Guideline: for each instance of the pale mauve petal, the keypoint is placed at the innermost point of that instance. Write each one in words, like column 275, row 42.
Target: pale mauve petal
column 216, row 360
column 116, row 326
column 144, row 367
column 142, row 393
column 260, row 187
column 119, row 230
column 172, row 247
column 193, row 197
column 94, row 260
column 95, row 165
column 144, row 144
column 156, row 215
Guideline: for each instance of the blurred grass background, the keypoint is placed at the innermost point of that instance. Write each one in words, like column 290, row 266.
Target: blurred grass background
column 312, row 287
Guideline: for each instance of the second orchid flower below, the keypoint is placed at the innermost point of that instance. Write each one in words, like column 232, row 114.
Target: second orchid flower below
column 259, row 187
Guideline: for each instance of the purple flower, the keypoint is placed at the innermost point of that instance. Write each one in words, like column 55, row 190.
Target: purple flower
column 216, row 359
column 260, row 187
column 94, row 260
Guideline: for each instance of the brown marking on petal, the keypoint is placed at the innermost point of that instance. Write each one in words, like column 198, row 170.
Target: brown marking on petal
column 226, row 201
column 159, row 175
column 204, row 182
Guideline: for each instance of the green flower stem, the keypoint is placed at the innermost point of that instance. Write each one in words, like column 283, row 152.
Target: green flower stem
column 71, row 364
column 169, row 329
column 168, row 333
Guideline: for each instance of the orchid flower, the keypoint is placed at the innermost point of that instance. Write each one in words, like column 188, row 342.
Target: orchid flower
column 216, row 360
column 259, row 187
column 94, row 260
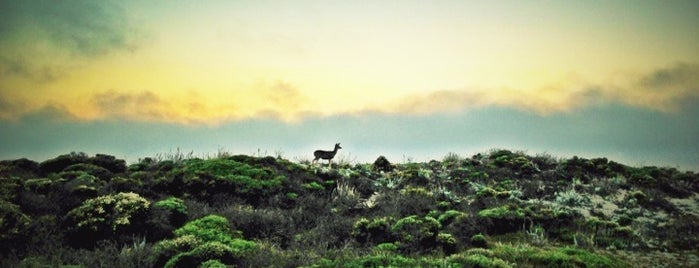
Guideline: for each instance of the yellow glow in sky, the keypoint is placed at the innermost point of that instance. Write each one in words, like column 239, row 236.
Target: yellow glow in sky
column 181, row 61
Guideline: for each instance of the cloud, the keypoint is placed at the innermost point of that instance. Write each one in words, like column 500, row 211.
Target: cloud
column 282, row 100
column 82, row 27
column 42, row 40
column 663, row 90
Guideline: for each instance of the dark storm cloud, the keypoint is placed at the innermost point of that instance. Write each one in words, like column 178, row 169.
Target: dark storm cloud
column 82, row 27
column 633, row 136
column 682, row 74
column 43, row 40
column 144, row 105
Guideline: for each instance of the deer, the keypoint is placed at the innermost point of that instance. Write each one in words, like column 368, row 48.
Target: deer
column 329, row 155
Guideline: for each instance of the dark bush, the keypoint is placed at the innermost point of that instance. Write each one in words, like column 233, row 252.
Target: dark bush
column 13, row 225
column 91, row 169
column 109, row 162
column 61, row 162
column 382, row 164
column 416, row 234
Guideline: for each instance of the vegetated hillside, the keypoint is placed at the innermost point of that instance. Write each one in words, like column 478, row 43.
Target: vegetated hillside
column 497, row 209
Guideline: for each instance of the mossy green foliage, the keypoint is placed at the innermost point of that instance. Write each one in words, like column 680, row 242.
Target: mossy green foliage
column 555, row 257
column 495, row 210
column 201, row 240
column 228, row 176
column 313, row 186
column 478, row 260
column 212, row 264
column 503, row 212
column 374, row 231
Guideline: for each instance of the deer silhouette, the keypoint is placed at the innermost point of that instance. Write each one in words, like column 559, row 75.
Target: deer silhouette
column 329, row 155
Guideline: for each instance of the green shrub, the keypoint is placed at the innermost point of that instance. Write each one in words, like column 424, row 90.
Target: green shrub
column 205, row 178
column 373, row 231
column 122, row 184
column 40, row 186
column 478, row 260
column 447, row 242
column 173, row 204
column 313, row 186
column 91, row 169
column 212, row 264
column 449, row 216
column 416, row 234
column 479, row 240
column 503, row 212
column 200, row 240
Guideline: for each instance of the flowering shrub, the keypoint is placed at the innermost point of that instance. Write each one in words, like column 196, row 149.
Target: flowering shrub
column 108, row 215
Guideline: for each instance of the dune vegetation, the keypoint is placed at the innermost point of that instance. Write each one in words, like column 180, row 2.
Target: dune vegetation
column 493, row 209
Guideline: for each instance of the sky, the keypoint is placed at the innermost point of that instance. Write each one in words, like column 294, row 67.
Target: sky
column 411, row 80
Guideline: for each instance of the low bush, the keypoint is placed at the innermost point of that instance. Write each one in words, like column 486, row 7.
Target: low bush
column 202, row 240
column 109, row 216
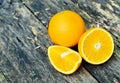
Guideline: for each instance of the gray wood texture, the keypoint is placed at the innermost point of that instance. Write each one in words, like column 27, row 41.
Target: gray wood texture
column 24, row 40
column 23, row 49
column 105, row 13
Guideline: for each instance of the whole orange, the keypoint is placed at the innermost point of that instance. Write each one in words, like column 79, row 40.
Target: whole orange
column 65, row 28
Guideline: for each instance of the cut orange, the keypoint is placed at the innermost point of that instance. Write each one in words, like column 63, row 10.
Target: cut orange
column 63, row 59
column 65, row 28
column 96, row 46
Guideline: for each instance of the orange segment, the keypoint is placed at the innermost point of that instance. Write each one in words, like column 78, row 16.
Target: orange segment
column 96, row 46
column 64, row 59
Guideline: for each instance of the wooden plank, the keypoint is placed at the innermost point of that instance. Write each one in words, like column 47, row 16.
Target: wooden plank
column 106, row 13
column 23, row 49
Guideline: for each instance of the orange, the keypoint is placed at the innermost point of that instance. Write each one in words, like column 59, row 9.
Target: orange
column 65, row 28
column 64, row 59
column 96, row 46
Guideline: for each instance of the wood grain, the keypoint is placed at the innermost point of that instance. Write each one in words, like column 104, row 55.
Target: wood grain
column 105, row 13
column 23, row 48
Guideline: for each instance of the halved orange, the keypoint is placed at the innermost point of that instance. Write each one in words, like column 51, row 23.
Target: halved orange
column 96, row 46
column 64, row 59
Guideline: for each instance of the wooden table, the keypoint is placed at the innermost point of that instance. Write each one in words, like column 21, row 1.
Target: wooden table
column 24, row 40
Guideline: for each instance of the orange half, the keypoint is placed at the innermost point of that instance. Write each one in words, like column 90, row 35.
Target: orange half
column 96, row 46
column 63, row 59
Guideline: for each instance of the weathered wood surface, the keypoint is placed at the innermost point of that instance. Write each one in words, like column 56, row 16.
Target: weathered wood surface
column 23, row 49
column 106, row 13
column 24, row 40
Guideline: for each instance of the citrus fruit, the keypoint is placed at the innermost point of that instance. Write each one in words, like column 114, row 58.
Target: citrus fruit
column 96, row 46
column 64, row 59
column 65, row 28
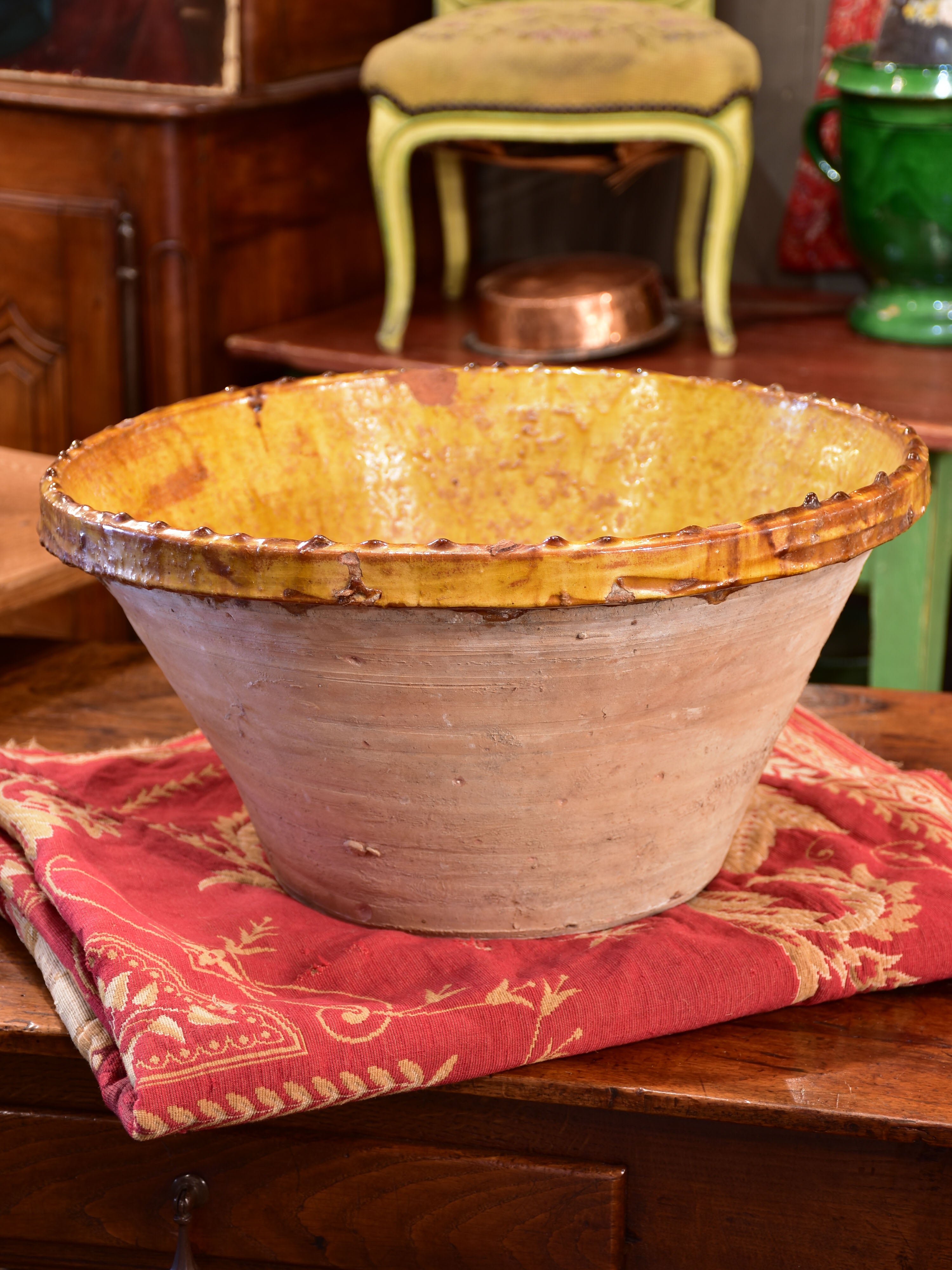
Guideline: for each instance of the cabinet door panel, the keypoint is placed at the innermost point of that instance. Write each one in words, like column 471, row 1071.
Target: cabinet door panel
column 285, row 1197
column 60, row 349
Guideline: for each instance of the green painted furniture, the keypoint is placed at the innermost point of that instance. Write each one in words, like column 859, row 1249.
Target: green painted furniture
column 567, row 72
column 909, row 595
column 896, row 180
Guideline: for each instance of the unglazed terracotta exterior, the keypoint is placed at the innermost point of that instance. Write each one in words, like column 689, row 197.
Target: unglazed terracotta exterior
column 486, row 773
column 549, row 718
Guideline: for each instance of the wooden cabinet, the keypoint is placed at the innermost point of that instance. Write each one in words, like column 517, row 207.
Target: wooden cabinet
column 143, row 224
column 286, row 1194
column 62, row 355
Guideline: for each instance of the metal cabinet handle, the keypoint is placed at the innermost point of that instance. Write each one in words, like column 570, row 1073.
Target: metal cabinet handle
column 188, row 1193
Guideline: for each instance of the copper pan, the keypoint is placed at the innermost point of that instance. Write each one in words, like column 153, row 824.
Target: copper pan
column 571, row 309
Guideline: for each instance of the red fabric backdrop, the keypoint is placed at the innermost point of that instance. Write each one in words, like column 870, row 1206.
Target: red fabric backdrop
column 813, row 239
column 202, row 995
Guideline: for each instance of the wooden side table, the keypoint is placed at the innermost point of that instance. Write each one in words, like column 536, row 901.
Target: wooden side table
column 817, row 1136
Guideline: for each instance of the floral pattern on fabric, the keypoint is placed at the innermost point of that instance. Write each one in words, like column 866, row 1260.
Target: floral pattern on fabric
column 201, row 995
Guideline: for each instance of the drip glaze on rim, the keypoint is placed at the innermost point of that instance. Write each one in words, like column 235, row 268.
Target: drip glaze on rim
column 552, row 571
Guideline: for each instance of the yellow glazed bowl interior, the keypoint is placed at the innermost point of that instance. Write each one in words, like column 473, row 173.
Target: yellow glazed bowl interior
column 484, row 488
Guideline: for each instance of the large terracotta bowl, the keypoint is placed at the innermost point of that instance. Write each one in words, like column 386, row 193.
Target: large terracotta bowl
column 489, row 652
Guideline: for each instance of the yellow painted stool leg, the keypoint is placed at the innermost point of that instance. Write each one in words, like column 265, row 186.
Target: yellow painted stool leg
column 390, row 145
column 691, row 213
column 451, row 191
column 731, row 167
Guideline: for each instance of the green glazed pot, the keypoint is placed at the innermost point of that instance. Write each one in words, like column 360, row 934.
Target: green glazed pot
column 896, row 178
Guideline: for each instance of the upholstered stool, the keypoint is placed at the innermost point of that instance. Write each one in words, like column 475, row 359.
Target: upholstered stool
column 569, row 72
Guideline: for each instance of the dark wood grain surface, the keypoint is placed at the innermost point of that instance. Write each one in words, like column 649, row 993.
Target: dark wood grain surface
column 799, row 340
column 876, row 1065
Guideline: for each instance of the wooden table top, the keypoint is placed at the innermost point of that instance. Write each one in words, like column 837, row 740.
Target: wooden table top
column 29, row 573
column 878, row 1065
column 795, row 338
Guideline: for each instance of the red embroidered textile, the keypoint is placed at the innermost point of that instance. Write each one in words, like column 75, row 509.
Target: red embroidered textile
column 202, row 995
column 813, row 238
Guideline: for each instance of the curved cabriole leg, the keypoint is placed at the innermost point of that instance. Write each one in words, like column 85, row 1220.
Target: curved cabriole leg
column 451, row 191
column 390, row 145
column 691, row 214
column 729, row 153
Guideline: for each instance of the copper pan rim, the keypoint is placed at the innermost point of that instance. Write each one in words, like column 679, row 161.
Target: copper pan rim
column 530, row 356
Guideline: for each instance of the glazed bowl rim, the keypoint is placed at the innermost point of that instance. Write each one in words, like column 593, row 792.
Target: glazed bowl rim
column 695, row 561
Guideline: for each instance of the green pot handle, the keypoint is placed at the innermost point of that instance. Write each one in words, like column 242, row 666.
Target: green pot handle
column 813, row 142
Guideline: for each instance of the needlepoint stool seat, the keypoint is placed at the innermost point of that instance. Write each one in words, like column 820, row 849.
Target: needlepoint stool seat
column 568, row 72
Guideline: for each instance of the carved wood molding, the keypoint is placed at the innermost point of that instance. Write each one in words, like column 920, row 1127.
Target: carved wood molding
column 32, row 383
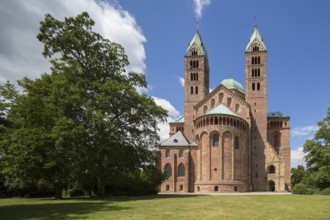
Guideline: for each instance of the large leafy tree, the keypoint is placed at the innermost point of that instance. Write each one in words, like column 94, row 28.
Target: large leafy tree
column 85, row 122
column 317, row 172
column 318, row 154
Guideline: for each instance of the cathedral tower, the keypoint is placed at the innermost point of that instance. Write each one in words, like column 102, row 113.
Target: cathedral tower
column 256, row 96
column 196, row 81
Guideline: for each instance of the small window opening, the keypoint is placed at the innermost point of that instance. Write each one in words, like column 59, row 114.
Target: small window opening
column 215, row 140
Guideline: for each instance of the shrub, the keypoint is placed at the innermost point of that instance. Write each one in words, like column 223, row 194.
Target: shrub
column 301, row 188
column 326, row 191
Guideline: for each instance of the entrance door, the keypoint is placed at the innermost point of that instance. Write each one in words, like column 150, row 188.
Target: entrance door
column 271, row 186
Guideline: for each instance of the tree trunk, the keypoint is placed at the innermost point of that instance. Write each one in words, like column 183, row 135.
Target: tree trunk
column 58, row 192
column 101, row 187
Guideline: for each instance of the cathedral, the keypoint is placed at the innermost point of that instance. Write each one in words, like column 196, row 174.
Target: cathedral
column 226, row 141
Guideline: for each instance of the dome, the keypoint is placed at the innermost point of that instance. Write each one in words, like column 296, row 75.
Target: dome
column 230, row 83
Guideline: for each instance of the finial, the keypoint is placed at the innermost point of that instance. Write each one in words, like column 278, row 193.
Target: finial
column 255, row 21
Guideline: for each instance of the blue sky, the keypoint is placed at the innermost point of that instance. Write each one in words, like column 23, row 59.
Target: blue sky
column 156, row 34
column 296, row 33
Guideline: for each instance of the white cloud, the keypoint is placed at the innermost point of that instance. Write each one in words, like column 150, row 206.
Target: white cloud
column 297, row 157
column 199, row 5
column 181, row 81
column 304, row 131
column 173, row 114
column 20, row 51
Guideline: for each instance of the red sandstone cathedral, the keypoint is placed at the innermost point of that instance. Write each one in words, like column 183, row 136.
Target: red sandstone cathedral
column 226, row 141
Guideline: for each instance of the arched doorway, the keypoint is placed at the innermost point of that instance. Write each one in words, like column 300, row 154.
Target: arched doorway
column 271, row 186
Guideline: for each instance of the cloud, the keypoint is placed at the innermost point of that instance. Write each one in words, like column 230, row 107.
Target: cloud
column 181, row 81
column 297, row 157
column 199, row 5
column 304, row 131
column 173, row 114
column 20, row 51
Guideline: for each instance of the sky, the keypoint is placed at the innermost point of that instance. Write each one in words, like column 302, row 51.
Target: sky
column 156, row 34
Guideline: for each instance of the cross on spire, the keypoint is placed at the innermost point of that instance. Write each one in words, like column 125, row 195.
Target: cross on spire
column 255, row 21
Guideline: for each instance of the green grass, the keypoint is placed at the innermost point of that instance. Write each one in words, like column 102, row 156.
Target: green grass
column 171, row 207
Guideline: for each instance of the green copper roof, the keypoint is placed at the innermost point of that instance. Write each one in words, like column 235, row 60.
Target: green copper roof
column 221, row 110
column 255, row 35
column 275, row 115
column 197, row 40
column 180, row 120
column 230, row 83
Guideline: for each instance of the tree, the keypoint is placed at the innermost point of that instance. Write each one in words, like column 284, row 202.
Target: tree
column 318, row 154
column 85, row 122
column 297, row 175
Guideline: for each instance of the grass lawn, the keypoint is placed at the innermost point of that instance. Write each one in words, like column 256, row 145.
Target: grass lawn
column 171, row 207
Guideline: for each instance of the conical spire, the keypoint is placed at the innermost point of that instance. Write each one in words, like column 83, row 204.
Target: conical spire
column 197, row 40
column 256, row 37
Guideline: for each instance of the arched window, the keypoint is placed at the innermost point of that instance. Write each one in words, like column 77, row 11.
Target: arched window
column 204, row 109
column 220, row 97
column 181, row 152
column 236, row 107
column 167, row 153
column 212, row 103
column 256, row 48
column 215, row 140
column 276, row 140
column 236, row 142
column 271, row 169
column 168, row 170
column 228, row 102
column 181, row 170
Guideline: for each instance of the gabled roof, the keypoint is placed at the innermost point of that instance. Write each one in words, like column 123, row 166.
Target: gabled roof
column 276, row 115
column 179, row 120
column 220, row 110
column 255, row 35
column 197, row 40
column 178, row 139
column 230, row 83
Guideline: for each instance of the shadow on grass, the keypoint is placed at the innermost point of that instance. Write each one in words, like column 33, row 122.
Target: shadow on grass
column 151, row 197
column 56, row 210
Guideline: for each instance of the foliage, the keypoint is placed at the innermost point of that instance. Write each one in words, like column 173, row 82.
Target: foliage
column 83, row 124
column 297, row 175
column 317, row 173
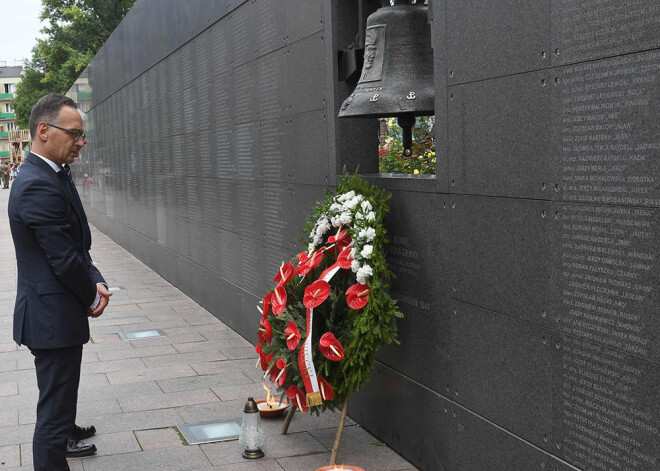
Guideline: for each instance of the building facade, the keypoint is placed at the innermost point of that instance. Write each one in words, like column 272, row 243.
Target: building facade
column 9, row 78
..............................
[Exercise aim]
Copy out, without any change, every line of the material above from the one containing "Guideline: for each instance of the flowering" down to the one containing "column 411, row 80", both of those lines included.

[Result of this exercise]
Guideline: for each instance of the flowering shrub, the keypoint is placed at the innermost point of that instance. Write each one in words, like column 196, row 149.
Target: flowering shrub
column 108, row 215
Guideline: for each instance of the dune vegetation, the keypoint is placed at the innermost point of that instance. Write each one in words, like column 180, row 2.
Target: dune vegetation
column 493, row 209
Guideline: for each instance of the sky, the keypoint is placed at the innermost point of that instance. Write each one in words, like column 294, row 67.
Target: sky
column 411, row 80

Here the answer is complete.